А, да. Еще один район был такой хулиганистый, и прям я бы сказал такой хулиганистый… такой… достаточно серьезно. Потому что в эту группу входили борцы. У нас же здесь самбо, да, самбисты, школа самбо.

[Сильная, да?]

Серьёзная, да, серьёзная. И даже слово самбисты не хочу сказать, наверное, неправильно бросать тень на спортсменов. Но были люди, которые занимались чем-то там, накачали какую-то там часть тела, да, ну значит… Старый микрорайон так называемый был. Старый микрорайон, это микрорайон Гоголя, там после этого был микрорайон Юбилейный, микрорайон Жуковского. Более поздние микрорайоны, которые построились. И вот название Старый микрорайон. Вот было дело такое, да.

[То есть Гоголя сейчас делится на старую часть…?]

Нет, просто Гоголя, микрорайон Гоголя – это самый старый микрорайон. Были ещё, я вот говорю, потом Юбилейный, Жуковского микрорайон, микрорайон Центральный – это более поздние постройки. А вот более ранняя постройка – это вот этот, Гоголя, они сами себя так называли. Это было какая-то такая…

[То есть, получается, это такая группировка, «Синдикат», да, и Старый микрорайон, собственно?]

Ну да, да. Они, в принципе, Старый микрорайон, здесь чётко всё территориально… [Получается Щитки, Монастырь, Гусёвка, это вот такие три…]

Нет, а ещё есть просто районы. Это Скотный… значит… Скотный…

[Почему Скотный? То есть там со скотом как-то было связано что ли?]

Да, да, это историческое название, скажем так, да. Потом это всё менялось и, значит, название оставалось. Скотный, Голявка.

################

## [ПИСЬМЕННОЕ ЗАДАНИЕ A]
Соберите все строки записей, в которых встречается слово «green».
Рассказ о городских районах никак не связан с записями.

[Сохранённые записи из коллекции]
################

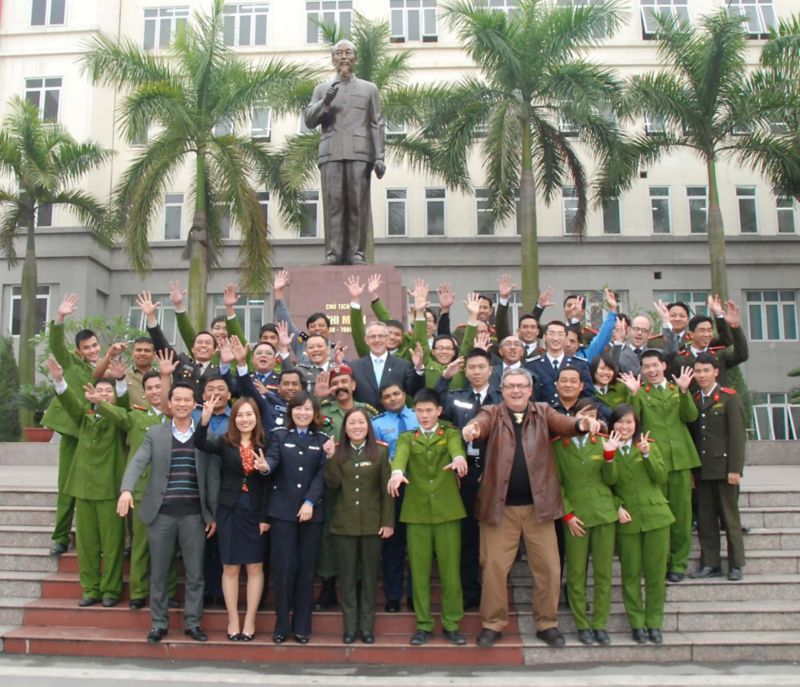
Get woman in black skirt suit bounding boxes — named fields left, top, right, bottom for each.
left=259, top=391, right=334, bottom=644
left=194, top=398, right=269, bottom=642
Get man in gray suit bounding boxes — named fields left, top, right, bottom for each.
left=305, top=40, right=386, bottom=265
left=117, top=382, right=219, bottom=643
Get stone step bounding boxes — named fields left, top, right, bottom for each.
left=0, top=505, right=56, bottom=528
left=0, top=546, right=58, bottom=573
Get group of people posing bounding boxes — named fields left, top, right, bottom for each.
left=44, top=270, right=748, bottom=647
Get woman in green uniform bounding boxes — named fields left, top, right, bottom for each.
left=554, top=398, right=617, bottom=646
left=325, top=408, right=394, bottom=644
left=604, top=403, right=675, bottom=644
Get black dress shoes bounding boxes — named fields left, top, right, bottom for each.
left=477, top=627, right=503, bottom=649
left=410, top=630, right=433, bottom=646
left=594, top=630, right=611, bottom=646
left=147, top=627, right=167, bottom=644
left=536, top=627, right=565, bottom=648
left=691, top=565, right=722, bottom=580
left=183, top=625, right=208, bottom=642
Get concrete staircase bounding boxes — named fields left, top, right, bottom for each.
left=0, top=446, right=800, bottom=665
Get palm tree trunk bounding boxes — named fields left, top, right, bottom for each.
left=517, top=119, right=539, bottom=312
left=19, top=218, right=38, bottom=427
left=706, top=156, right=728, bottom=301
left=188, top=159, right=211, bottom=332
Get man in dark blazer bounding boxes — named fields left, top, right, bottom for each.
left=350, top=322, right=425, bottom=411
left=117, top=382, right=220, bottom=643
left=305, top=40, right=386, bottom=265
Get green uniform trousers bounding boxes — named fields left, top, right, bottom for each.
left=564, top=522, right=617, bottom=630
left=53, top=434, right=78, bottom=546
left=406, top=519, right=464, bottom=632
left=665, top=470, right=692, bottom=573
left=75, top=499, right=125, bottom=599
left=697, top=479, right=744, bottom=568
left=617, top=527, right=670, bottom=630
left=128, top=503, right=178, bottom=599
left=333, top=534, right=383, bottom=634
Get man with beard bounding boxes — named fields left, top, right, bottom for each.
left=305, top=40, right=386, bottom=265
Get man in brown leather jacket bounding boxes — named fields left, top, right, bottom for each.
left=462, top=369, right=600, bottom=647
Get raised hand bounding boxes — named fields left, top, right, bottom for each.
left=344, top=274, right=364, bottom=303
left=44, top=355, right=64, bottom=382
left=442, top=456, right=469, bottom=477
left=55, top=293, right=80, bottom=324
left=497, top=274, right=516, bottom=301
left=367, top=272, right=383, bottom=301
left=437, top=282, right=456, bottom=314
left=386, top=472, right=408, bottom=498
left=169, top=279, right=186, bottom=312
left=672, top=365, right=694, bottom=393
left=156, top=348, right=178, bottom=377
left=619, top=372, right=642, bottom=396
left=603, top=429, right=623, bottom=453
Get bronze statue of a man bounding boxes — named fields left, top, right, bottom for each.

################

## [ПИСЬМЕННОЕ ЗАДАНИЕ B]
Продолжите рассказ о городских районах, начав сразу после его последнего предложения.

## [ОТВЕТ A]
Get woman in green uniform bounding boxes — named fields left, top, right, bottom for each.
Get green uniform trousers bounding boxes — named fields left, top, right, bottom for each.

## [ОТВЕТ B]
[Голявка?]

Го-ляв-ка.

[Интересно. А почему?]

Честно говоря, вам даже не скажу…

[Интересно!]

Ну этот топоним скорее всего связан с… опять-таки, с тем, что раньше там было. Вот. Значит, Монастырь, Голявка, Щитки, Старый микрорайон… Ну «Синдикат» это нет, это как бы не…

[«Синдикат» – это название группировки, скорее ребят этих, фарца]

Межонка. Ну этот район назывался вообще Вежонка, от слова въезжают. Это въезд в Выксу, Межонский пруд.

[Ух ты!]

Просто уже потом со временем трансформировалось название, и буквы поменялись с «В» на «М». Была Вежонка, стала Межонка.

[Сейчас до сих пор так называется?]

Да, да. Межонский пруд. Как раз въезд в город. Вот. Ну в общем, вот, наверное… по памяти это вот эти, да.

Парк. Родина. Пятак. Дворец Ленина. Летний кинотеатр. Верхневыксунский пруд. Лодки. Компания на Красных Зорях. Хоккей на дороге. Малая церковь. Форма, клюшки. В валенках. Военное училище (00:57:05 – 01:07:28)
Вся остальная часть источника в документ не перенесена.